* _Texto citado_
__________

Entonces nostros tenemos que con una de 12v 7ah lo maximo que obtendras son unos 15A o 180w, cosa muy poco recomendable ponerla al limite ya que acortas drasticamente su tiempo de vida.
Fijate sino le podes poner una bateria de mayor amperaje tipo 12v 18ah o poner dos baterias en paralelo o en serie, que se yo fijate, las baterias estan caras.

Saludos


----------



## seaarg (Jul 22, 2011)

Gracias! le voy a recomendar que: o no lo haga, o lo haga con una bateria de auto. Estara en su riesgo volar todo


----------



## alejandro electronica (Jul 22, 2011)

Buenas.
Estaria bueno que alguien mas, ademas de mi, de su opinion. Pero si te pones a sacar numero vas a ver que es muy poca la potencia dada por una bateria de 12v 7ah, como para hacer arrancar con motor de 500w, que ademas posee una carga que es el porton en si, y al estar con una carga mayor va a ser el amperaje consumido.
Yo digo no, para al menos no quedarnos con las manos vacias. Si tenes un taladro de  500w (cualunques), con una pinza amperimetrica o un tester en la escala de 10A, en serie con el taladro, ver cual es el consumo inicial. De todas formas se que no es lo mismo el motor de un taladro al de un porton, el del porton es muchisimo mas grande. Pero bueno, creo que es una buena idea para ver cual seria el amperaje requerido al comienzo.

Saludos


----------



## seaarg (Jul 22, 2011)

El problema es que no tengo acceso a dicho porton. Era una consulta que un amigo me hizo para ver si es posible y no le supe responder 

De todos modos casi que estoy de acuerdo con vos. Esa bateria tan chica no creo que pueda tirar tantos amperes juntos.

Por otro lado, mi amigo me cuenta que su porton da unas 10 vueltas de motor antes de enganchar la cortina y hacer fuerza. (tiene como un "punto muerto" digamos) De esta forma, no seria tan grande el consumo de arranque.

Mi sugerencia para el fue: Si te da la plata, compra. Si sirve excelente, Si no sirve te queda la ups para la compu y si revienta bueno.... una lastima


----------



## alejandro electronica (Jul 22, 2011)

__________

* _Listado de datos_
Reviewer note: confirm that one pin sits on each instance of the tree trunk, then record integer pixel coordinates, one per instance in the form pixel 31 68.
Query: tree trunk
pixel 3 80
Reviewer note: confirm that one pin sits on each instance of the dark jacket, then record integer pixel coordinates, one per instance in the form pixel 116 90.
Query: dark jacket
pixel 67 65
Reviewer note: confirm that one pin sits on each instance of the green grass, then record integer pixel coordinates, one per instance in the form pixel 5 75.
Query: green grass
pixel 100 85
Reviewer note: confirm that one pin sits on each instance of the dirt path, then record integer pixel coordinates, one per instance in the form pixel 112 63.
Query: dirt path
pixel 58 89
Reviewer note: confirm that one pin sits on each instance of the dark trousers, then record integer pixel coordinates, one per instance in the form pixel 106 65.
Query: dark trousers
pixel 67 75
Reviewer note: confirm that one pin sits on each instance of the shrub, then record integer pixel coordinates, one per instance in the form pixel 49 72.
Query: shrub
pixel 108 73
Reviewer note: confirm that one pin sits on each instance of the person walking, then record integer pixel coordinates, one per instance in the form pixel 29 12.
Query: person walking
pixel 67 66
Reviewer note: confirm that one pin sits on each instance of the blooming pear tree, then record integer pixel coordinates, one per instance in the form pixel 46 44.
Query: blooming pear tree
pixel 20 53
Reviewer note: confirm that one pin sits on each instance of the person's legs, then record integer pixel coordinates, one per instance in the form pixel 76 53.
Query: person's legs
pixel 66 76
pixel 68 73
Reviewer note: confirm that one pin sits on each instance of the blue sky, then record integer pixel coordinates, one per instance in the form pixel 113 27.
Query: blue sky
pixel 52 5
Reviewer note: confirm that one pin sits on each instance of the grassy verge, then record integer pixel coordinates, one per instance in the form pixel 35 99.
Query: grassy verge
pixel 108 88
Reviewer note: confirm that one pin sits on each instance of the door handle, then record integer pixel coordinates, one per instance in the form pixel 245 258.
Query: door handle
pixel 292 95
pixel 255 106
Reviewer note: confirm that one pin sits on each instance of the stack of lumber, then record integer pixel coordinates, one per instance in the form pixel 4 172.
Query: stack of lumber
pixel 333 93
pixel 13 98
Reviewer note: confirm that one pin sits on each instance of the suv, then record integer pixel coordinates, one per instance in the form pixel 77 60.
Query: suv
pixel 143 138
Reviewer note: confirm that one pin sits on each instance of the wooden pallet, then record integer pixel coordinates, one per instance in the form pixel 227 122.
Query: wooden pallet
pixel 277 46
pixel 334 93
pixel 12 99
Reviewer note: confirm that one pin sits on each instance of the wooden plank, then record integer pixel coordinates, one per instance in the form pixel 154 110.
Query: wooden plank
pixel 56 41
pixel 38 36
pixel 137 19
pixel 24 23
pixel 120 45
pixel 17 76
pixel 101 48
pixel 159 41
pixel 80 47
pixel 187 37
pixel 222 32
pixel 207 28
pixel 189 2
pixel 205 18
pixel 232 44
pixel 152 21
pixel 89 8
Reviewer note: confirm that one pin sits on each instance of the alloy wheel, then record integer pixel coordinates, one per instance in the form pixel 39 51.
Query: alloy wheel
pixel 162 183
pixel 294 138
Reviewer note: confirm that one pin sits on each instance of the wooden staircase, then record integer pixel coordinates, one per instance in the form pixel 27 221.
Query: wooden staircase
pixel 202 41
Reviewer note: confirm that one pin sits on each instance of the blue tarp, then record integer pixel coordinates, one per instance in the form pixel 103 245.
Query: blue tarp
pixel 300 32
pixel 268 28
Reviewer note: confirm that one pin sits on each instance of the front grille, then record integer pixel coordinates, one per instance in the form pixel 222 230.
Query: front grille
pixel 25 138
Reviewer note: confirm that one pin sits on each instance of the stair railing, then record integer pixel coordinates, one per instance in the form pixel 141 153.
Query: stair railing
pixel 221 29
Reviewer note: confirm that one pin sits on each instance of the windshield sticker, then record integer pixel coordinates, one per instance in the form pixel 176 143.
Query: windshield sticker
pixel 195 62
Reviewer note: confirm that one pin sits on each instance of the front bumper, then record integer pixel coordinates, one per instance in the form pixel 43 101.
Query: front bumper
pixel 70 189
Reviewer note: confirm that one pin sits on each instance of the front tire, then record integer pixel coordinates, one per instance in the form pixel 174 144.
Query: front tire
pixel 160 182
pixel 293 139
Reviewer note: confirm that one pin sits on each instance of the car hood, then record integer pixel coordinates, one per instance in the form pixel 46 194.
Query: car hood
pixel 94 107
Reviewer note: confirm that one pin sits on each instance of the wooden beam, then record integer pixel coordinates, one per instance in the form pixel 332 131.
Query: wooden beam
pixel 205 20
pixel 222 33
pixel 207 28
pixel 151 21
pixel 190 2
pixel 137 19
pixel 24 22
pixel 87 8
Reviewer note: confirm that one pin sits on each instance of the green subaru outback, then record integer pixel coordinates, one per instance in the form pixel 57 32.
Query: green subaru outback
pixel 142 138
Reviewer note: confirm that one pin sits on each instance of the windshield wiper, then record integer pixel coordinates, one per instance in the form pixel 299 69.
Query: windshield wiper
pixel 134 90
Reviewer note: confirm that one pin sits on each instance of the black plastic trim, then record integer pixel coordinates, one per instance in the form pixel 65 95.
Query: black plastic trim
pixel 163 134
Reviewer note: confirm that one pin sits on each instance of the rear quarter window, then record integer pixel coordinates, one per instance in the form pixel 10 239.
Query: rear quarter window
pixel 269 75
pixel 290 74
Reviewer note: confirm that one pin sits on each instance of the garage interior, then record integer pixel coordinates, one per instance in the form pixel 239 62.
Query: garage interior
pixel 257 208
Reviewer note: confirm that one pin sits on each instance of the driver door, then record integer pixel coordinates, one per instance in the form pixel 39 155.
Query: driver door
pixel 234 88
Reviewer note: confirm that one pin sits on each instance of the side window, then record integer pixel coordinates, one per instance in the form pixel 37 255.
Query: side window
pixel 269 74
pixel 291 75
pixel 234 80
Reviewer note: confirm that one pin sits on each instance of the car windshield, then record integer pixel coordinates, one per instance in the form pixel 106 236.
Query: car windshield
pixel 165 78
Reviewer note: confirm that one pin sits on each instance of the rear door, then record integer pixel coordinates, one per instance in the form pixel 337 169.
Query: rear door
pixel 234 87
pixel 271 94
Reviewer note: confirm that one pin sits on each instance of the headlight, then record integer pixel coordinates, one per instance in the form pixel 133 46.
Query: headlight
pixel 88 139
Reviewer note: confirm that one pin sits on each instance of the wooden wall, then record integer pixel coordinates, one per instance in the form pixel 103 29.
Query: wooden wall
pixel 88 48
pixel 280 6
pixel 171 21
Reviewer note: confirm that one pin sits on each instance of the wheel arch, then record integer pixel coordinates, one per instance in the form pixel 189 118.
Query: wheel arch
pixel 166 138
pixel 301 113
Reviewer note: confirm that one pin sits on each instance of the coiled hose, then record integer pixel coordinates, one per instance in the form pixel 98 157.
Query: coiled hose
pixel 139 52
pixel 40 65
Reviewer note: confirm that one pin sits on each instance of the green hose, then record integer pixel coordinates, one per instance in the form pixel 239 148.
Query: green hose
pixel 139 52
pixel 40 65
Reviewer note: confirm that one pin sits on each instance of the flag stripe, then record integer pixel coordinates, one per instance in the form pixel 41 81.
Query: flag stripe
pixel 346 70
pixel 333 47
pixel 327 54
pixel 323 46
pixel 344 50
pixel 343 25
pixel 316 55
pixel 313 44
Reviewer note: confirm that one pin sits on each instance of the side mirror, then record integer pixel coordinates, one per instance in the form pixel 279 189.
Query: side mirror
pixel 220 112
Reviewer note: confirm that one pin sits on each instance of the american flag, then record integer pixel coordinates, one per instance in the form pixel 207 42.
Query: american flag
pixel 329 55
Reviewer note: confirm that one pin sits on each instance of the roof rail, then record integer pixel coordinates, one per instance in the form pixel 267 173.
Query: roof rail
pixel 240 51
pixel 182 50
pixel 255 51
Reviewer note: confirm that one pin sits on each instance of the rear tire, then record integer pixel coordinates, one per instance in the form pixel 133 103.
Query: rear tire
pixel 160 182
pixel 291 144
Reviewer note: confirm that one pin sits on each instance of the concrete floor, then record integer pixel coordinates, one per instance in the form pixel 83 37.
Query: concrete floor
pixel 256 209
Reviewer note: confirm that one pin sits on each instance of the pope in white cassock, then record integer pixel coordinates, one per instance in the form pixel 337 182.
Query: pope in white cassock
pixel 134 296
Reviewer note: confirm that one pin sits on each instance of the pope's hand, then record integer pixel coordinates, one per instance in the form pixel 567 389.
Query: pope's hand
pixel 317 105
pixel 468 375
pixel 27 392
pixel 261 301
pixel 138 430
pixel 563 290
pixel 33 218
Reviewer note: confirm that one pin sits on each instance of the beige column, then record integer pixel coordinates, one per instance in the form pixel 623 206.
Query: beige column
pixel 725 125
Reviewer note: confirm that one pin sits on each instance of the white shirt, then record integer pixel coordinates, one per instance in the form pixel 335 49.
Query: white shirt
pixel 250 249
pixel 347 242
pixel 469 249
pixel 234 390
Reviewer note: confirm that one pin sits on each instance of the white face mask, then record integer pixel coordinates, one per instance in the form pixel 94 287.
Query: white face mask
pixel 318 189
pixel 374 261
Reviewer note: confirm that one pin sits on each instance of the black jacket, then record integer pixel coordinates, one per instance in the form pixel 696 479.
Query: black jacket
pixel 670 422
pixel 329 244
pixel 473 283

__________

* _Instrucciones de trabajo_
Del texto sobre la batería para el portón, copia el tramo comprendido entre "Estaria bueno que" y "requerido al comienzo.", ambos inclusive, y sustituye "taladro" por "compresor".

* _Solución del problema_
Estaria bueno que alguien mas, ademas de mi, de su opinion. Pero si te pones a sacar numero vas a ver que es muy poca la potencia dada por una bateria de 12v 7ah, como para hacer arrancar con motor de 500w, que ademas posee una carga que es el porton en si, y al estar con una carga mayor va a ser el amperaje consumido.
Yo digo no, para al menos no quedarnos con las manos vacias. Si tenes un compresor de  500w (cualunques), con una pinza amperimetrica o un tester en la escala de 10A, en serie con el compresor, ver cual es el consumo inicial. De todas formas se que no es lo mismo el motor de un compresor al de un porton, el del porton es muchisimo mas grande. Pero bueno, creo que es una buena idea para ver cual seria el amperaje requerido al comienzo.